▶ **CONSIGNE A**: Recopiez le passage du texte sur l'autisme qui va de "J’irais voir ce" à "formations existent !".
▶ **CONSIGNE B**: Pour chaque phrase ci-dessous, dites si elle est conforme au texte sur l'autisme en répondant oui ou non, puis citez mot pour mot les mots du texte qui le montrent. (i) La personne qui écrit parle d'aller voir le film Hors Normes. (ii) D'après le texte, les formations n'existent pas encore. (iii) Les bonnes pratiques sont connues depuis des décennies.

▶ **TEXTE À LIRE**:
"""
J’irais voir ce film Hors Normes seulement une fois que vous irez TOUS— pour nous redonner la force de continuer à nous battre, nous les parents, les familles, les autistes via les associations durant au moins 10 ans. Et franchement c ´est pas juste pour nos enfants, nos adultes, leurs vies d’en être encore là ! Si vous nous aidez à lutter à travers vos réseaux citoyens médiatiques, journalistes, on ne devra peut être pas attendre 10 ans encore avant que les formations et les bonnes pratiques soient enfin dans la vie quotidienne des enfants et adultes autistes. La littérature et les recherches scientifiques sont là, les bonnes pratiques psycho éducatives, médicales sont connues depuis des décennies, les formations existent !
"""
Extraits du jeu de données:
"""
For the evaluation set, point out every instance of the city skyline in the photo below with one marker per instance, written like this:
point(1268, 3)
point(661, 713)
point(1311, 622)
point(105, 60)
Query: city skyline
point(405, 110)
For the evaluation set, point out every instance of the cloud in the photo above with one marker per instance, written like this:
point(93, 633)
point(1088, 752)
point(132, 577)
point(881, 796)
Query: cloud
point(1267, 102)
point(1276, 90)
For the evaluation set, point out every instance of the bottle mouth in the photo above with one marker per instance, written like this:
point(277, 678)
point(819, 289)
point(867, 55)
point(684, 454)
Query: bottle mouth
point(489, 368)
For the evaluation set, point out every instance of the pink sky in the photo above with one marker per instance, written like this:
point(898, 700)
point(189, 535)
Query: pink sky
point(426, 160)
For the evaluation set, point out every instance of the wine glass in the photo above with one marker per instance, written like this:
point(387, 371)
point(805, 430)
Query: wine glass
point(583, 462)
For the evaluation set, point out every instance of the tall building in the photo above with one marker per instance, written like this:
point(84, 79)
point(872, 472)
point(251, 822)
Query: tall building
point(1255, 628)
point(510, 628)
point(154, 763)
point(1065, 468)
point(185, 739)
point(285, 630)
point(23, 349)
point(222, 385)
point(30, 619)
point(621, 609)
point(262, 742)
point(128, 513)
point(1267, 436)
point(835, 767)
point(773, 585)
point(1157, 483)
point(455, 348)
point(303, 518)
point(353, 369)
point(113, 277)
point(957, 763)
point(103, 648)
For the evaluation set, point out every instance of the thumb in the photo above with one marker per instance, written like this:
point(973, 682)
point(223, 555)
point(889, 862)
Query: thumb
"""
▶ **VOTRE RÉPONSE A**:
J’irais voir ce film Hors Normes seulement une fois que vous irez TOUS— pour nous redonner la force de continuer à nous battre, nous les parents, les familles, les autistes via les associations durant au moins 10 ans. Et franchement c ´est pas juste pour nos enfants, nos adultes, leurs vies d’en être encore là ! Si vous nous aidez à lutter à travers vos réseaux citoyens médiatiques, journalistes, on ne devra peut être pas attendre 10 ans encore avant que les formations et les bonnes pratiques soient enfin dans la vie quotidienne des enfants et adultes autistes. La littérature et les recherches scientifiques sont là, les bonnes pratiques psycho éducatives, médicales sont connues depuis des décennies, les formations existent !

▶ **VOTRE RÉPONSE B**:
(i) Oui : "J’irais voir ce film Hors Normes seulement une fois que vous irez TOUS"
(ii) Non : "les formations existent !"
(iii) Oui : "les bonnes pratiques psycho éducatives, médicales sont connues depuis des décennies"